What to do
Only lines containing "handle" belong in the answer, each copied from the entries below.

Information shown

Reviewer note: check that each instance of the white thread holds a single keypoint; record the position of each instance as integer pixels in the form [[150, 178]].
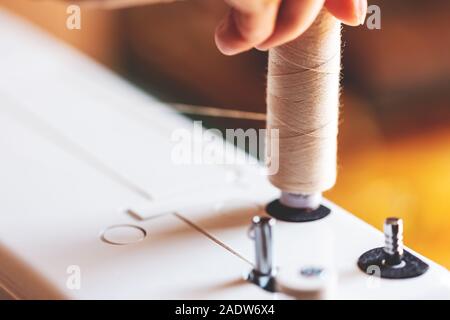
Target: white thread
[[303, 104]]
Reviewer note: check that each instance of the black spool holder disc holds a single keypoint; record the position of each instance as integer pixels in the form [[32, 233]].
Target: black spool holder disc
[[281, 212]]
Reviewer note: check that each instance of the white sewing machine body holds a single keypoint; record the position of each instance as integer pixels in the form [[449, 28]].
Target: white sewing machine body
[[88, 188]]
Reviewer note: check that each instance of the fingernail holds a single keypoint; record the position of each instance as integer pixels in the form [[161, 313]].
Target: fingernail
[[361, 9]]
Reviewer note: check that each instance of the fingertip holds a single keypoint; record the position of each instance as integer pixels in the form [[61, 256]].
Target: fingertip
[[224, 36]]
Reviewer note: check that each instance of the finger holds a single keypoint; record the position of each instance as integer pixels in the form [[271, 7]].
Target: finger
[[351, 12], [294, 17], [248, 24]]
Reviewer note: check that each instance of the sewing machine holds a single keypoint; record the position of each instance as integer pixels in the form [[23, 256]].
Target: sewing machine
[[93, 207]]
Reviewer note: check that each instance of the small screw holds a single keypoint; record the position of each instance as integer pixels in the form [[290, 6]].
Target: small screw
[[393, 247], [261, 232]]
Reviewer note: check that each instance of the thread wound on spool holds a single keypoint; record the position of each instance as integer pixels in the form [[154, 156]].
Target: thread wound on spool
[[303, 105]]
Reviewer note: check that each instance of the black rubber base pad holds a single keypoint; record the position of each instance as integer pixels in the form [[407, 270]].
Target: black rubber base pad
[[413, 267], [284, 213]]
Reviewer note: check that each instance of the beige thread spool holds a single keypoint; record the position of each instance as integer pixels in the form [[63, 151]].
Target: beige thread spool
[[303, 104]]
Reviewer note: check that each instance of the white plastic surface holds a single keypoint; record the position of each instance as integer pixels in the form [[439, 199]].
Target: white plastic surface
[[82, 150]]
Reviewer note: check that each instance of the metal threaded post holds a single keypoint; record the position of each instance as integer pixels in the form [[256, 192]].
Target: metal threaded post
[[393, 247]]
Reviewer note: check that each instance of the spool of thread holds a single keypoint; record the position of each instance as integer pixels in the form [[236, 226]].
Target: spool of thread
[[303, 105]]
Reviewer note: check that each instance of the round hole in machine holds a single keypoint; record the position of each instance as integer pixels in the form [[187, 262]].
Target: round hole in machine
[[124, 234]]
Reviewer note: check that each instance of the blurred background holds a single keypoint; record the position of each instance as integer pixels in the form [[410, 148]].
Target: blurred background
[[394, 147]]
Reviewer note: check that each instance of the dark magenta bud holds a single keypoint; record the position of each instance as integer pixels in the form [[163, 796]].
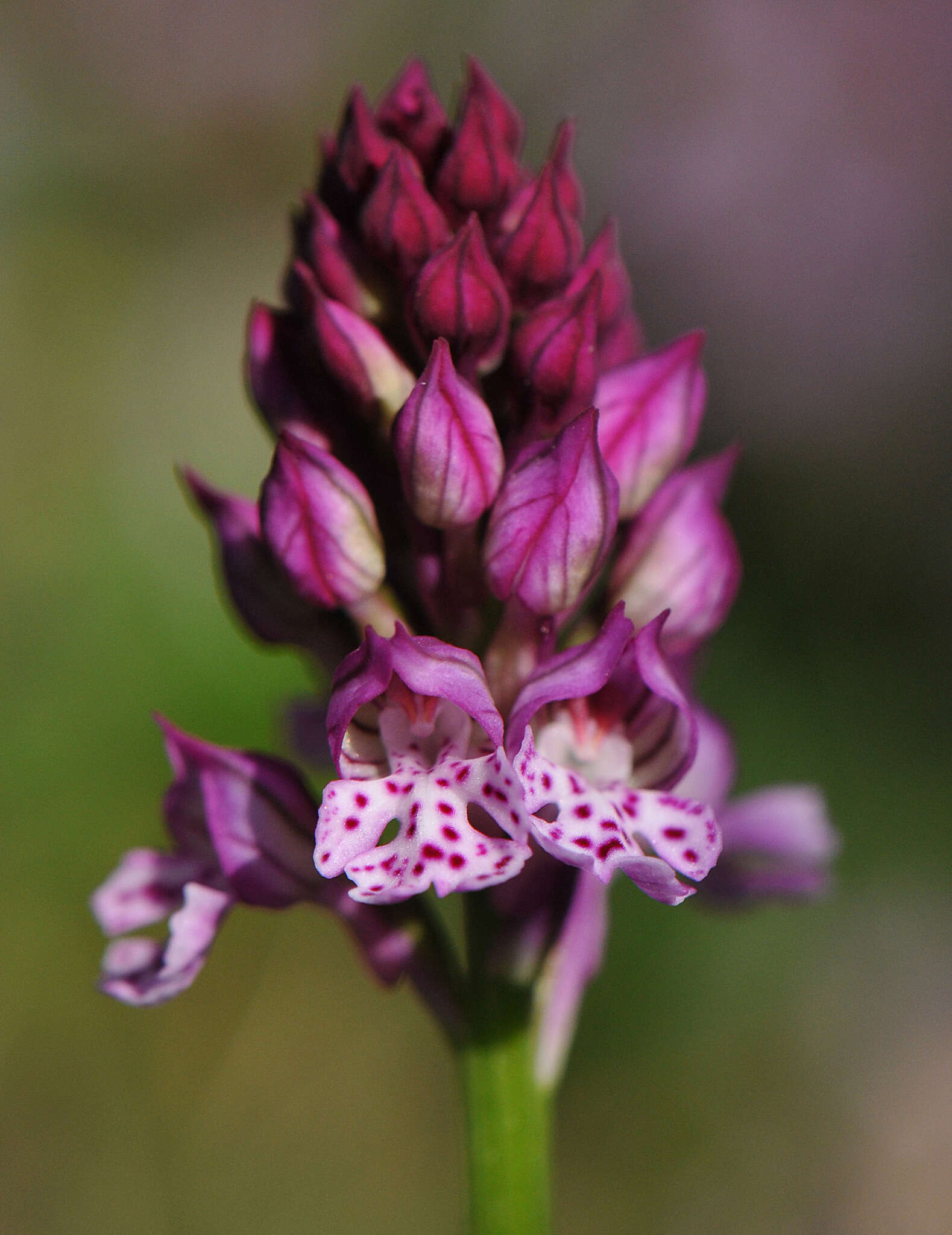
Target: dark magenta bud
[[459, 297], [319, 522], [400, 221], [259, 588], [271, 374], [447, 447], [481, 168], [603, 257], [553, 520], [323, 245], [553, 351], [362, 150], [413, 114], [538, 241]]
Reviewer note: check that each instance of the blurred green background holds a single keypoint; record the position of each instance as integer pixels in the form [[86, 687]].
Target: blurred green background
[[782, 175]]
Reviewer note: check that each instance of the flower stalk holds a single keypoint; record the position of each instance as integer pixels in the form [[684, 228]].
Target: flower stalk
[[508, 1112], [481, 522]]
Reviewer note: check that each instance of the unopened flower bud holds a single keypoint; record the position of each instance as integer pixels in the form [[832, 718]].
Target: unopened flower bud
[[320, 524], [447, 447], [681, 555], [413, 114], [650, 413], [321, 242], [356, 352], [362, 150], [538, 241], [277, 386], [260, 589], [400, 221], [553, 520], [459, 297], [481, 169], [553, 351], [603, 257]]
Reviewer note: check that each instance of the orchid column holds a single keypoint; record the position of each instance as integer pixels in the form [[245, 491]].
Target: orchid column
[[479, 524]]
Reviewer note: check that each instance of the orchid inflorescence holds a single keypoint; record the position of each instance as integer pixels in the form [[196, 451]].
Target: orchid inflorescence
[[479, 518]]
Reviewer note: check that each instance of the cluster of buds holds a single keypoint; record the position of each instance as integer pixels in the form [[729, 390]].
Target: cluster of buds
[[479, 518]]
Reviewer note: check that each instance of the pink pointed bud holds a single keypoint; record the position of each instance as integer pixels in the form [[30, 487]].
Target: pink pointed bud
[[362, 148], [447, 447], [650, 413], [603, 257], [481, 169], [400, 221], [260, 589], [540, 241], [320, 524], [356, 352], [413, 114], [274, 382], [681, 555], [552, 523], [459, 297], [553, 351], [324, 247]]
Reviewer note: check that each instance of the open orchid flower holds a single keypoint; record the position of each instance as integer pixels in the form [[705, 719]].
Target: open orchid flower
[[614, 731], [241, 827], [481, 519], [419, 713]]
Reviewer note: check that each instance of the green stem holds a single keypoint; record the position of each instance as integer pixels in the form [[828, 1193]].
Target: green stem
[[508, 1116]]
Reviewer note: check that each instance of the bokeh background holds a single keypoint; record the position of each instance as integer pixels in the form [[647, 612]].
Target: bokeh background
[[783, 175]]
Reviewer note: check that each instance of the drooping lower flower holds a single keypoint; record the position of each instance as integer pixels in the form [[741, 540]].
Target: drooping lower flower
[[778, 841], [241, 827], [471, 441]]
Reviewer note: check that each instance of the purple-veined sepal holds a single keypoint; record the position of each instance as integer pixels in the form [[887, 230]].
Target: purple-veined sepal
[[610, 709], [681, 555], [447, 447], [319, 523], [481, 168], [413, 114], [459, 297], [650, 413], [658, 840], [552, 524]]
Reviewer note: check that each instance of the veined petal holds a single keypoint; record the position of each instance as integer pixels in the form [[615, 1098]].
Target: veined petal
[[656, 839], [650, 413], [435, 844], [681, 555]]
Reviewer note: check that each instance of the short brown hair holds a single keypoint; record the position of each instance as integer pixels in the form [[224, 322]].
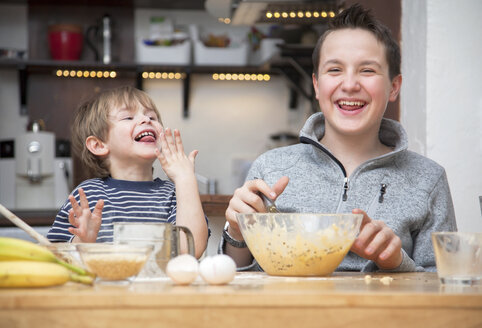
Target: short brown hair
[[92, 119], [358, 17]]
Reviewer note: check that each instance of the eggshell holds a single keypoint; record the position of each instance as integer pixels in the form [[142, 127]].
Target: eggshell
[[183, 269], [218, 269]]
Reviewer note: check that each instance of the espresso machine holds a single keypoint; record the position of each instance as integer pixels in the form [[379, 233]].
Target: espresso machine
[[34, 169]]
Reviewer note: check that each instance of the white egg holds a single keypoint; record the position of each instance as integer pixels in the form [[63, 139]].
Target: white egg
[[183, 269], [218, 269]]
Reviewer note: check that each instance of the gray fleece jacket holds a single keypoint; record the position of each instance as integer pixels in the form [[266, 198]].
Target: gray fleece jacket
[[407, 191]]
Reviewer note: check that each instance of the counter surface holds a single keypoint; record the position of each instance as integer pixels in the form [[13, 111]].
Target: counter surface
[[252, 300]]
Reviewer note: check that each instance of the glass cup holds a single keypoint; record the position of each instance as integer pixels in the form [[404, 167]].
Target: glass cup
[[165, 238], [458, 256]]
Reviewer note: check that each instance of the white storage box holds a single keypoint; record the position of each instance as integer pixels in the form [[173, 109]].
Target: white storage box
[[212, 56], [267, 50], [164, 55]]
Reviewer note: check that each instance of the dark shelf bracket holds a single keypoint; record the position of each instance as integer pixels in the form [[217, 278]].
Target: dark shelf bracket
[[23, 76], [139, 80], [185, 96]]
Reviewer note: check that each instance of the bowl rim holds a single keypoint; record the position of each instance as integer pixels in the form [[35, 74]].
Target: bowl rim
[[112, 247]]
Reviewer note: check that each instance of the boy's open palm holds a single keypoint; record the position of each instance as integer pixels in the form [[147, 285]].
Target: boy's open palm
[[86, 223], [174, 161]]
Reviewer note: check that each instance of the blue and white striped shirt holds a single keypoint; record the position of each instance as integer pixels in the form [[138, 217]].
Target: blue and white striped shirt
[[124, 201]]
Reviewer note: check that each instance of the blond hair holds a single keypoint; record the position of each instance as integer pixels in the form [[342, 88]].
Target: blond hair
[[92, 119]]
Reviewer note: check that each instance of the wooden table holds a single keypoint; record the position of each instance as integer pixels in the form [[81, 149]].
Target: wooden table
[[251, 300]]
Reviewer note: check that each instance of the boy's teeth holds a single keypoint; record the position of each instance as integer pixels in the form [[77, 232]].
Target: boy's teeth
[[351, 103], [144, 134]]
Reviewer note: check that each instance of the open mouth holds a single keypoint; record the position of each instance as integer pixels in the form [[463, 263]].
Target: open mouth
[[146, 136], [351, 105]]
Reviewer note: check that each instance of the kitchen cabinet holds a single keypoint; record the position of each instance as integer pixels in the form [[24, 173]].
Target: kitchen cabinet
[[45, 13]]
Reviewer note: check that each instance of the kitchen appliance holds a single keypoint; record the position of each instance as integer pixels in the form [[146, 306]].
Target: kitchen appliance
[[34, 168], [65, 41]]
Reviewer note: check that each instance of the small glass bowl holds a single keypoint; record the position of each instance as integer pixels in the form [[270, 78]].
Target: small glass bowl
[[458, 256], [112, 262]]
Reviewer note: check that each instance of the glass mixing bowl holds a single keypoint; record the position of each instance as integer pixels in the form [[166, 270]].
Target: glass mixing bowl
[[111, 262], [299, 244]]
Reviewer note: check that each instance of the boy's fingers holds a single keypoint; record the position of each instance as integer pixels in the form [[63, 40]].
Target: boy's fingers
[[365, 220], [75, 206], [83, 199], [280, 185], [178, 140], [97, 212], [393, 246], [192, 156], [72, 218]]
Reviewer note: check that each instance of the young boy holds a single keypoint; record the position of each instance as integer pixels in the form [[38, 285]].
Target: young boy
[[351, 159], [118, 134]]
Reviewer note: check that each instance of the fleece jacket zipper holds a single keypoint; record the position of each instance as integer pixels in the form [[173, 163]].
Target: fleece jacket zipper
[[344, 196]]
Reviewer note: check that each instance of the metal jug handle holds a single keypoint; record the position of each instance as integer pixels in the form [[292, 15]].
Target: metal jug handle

Output of the exercise
Reviewer note: check that each instance of the metal jug handle holds a single keypoint; record the position of each instance as integer pixels in the form [[292, 15]].
Target: metal jug handle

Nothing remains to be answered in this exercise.